## Objective 1
Write out the passage of the chicken flock update from "14 Red Sex Link" to "cows just vacated.", word for word.
## Objective 2
Extend the chicken flock update beyond its final sentence.

## Reading passage
========

The chicken operation expands! Here’s the count as of today:
26 Cornish Cross (meat birds) living in the Salatin style chicken tractor; ready to process in a few weeks. They are filling out nicely, putting on both weight and feathers, and so have become much less awkward looking recently.


14 Red Sex Link layer hens (and Steve the Rooster) living in the barn with a door to the an enclosed pasture. We got our first egg a few days ago, and one every day since!



46 Cornish Cross and 24 male Rhode Island Red living in the newly built “Wheely Coop” in the pasture the cows just vacated.

========

Entries from a dataset
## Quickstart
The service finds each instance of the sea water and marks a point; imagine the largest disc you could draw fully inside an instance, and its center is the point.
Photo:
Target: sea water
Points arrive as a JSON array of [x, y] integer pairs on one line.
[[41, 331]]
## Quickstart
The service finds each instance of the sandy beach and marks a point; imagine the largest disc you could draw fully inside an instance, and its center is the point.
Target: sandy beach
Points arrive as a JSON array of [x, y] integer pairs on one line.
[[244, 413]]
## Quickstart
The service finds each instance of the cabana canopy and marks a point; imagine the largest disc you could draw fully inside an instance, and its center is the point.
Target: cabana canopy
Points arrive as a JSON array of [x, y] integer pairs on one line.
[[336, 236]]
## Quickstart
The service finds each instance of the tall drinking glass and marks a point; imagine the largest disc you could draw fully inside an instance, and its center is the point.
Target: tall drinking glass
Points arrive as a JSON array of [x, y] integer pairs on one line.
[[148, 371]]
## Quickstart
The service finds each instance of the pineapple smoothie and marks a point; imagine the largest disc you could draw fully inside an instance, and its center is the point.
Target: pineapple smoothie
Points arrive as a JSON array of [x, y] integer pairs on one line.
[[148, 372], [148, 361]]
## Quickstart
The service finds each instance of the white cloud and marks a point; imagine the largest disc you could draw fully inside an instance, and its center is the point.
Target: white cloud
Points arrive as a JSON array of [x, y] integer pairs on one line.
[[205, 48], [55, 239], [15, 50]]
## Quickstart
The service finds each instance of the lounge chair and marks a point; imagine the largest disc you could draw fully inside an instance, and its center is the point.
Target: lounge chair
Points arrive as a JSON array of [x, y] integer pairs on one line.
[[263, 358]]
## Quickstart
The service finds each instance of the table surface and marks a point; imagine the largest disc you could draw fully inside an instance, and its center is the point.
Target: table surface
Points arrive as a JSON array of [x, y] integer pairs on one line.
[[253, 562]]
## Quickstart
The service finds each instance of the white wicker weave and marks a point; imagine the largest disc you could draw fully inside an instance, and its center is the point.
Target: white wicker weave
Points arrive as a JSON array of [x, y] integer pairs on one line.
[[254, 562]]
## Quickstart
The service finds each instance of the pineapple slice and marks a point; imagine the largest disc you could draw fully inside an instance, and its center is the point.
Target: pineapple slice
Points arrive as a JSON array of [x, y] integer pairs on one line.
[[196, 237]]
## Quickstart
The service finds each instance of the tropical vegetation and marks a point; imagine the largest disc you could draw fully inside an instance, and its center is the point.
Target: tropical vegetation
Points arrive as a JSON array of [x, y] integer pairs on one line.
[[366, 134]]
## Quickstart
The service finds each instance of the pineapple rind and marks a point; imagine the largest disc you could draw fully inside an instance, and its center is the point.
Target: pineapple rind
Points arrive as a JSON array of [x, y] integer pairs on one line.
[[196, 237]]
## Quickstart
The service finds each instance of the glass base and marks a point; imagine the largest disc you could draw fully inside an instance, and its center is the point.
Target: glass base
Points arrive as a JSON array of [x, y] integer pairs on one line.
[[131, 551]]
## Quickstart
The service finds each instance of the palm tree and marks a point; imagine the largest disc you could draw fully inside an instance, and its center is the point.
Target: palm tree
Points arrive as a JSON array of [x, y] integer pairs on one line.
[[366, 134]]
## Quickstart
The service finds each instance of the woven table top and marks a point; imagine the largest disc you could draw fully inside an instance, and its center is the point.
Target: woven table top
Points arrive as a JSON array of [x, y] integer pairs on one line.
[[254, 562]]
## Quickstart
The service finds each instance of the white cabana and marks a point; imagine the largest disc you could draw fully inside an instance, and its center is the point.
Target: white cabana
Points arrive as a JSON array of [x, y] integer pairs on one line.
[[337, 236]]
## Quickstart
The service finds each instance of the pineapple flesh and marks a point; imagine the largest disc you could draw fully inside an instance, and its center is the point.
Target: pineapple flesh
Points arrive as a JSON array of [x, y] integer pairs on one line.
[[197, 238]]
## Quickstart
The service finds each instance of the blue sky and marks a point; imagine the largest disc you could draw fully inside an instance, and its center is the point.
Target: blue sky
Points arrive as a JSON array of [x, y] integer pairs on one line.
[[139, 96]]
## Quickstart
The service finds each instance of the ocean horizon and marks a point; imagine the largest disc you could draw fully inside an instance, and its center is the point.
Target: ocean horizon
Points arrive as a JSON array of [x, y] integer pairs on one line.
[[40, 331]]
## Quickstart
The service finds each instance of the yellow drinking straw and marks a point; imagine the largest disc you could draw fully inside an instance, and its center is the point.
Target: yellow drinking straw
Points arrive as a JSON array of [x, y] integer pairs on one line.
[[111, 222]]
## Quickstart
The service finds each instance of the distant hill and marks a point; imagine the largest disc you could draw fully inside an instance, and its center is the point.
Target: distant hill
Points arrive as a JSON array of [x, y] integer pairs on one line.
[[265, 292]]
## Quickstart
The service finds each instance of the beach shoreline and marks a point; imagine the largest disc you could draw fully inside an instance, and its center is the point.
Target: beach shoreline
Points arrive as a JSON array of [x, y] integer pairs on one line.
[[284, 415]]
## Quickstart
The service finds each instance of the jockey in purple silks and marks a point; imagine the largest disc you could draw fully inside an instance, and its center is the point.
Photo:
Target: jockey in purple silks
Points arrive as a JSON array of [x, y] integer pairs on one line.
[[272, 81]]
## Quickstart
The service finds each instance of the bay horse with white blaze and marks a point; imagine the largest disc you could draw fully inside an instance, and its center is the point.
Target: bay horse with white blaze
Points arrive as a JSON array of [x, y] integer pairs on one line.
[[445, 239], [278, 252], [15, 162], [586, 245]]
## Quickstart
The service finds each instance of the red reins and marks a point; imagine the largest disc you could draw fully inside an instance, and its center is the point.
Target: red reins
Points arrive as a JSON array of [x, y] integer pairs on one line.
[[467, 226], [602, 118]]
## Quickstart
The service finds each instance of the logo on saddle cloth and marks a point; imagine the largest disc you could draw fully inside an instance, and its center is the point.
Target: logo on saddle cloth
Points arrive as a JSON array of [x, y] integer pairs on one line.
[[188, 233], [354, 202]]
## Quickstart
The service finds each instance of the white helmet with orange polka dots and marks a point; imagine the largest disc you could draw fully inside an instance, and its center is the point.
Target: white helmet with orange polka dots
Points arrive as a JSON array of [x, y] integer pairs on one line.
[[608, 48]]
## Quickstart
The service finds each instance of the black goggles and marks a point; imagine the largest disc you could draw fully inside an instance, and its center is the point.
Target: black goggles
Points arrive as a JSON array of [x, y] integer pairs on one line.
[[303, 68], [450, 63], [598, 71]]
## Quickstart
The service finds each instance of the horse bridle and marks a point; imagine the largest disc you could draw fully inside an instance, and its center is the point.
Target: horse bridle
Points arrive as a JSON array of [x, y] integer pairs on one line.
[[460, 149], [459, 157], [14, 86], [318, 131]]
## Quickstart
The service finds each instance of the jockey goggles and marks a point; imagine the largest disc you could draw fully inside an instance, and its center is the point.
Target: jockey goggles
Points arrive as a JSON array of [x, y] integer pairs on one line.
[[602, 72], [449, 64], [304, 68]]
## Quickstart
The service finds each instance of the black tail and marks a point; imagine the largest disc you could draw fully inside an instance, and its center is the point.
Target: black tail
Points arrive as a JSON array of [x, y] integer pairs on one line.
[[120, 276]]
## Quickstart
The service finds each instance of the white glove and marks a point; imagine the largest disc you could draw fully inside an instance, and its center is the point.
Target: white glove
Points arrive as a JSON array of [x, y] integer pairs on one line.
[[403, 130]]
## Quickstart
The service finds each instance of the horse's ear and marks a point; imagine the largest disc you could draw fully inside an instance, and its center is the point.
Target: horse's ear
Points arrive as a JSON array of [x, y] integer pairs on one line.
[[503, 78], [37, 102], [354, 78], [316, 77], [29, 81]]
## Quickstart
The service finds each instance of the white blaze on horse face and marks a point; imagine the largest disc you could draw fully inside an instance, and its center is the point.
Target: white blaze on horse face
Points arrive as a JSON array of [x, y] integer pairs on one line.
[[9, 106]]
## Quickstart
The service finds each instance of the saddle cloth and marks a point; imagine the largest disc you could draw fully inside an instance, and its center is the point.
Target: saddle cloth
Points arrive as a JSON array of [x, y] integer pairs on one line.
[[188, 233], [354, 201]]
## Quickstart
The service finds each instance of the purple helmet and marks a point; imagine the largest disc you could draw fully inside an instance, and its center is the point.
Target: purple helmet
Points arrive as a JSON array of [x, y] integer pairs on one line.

========

## Task response 1
14 Red Sex Link layer hens (and Steve the Rooster) living in the barn with a door to the an enclosed pasture. We got our first egg a few days ago, and one every day since!



46 Cornish Cross and 24 male Rhode Island Red living in the newly built “Wheely Coop” in the pasture the cows just vacated.

## Task response 2
Nathan also bought 20 layer chicks from Tractor Supply because they were on clearance. 10 Americana (“I can’t wait to have blue eggs!” says he) and 10… of a mystery breed. No idea what they gave us. It’ll be fun to figure out! These twenty birds are currently completely free range, since they need to be integrated with the other flocks at some point, and weare running out of places to put birds (fancy that). Their ‘homebase’ (a dog crate with water and food for them) is located in the Red Sex link pasture, but they are left free to be able to escape any hostile advances of the older birds by hopping through the non-energized electric poultry netting. It’s so fun to see them jumping through the tall grass after grasshoppers and crickets!
50 Rhode Island Red pullets (baby hens) and 25 Cornish Cross males just arrived a few days ago and are living in the “brooder box” with the heating pads keeping them nice and cozy.
We’ve lost a few of the chicks we ordered from the hatchery, which is always a bit sad. One of the larger meat birds wasn’t doing well for a while; he seemed smaller than the others and lethargic, unable to muscle through the other birds to get food for himself. So though we put him in his own little spot with food and water, and he hung on for a little while, he finally succumbed to whatever ailed him.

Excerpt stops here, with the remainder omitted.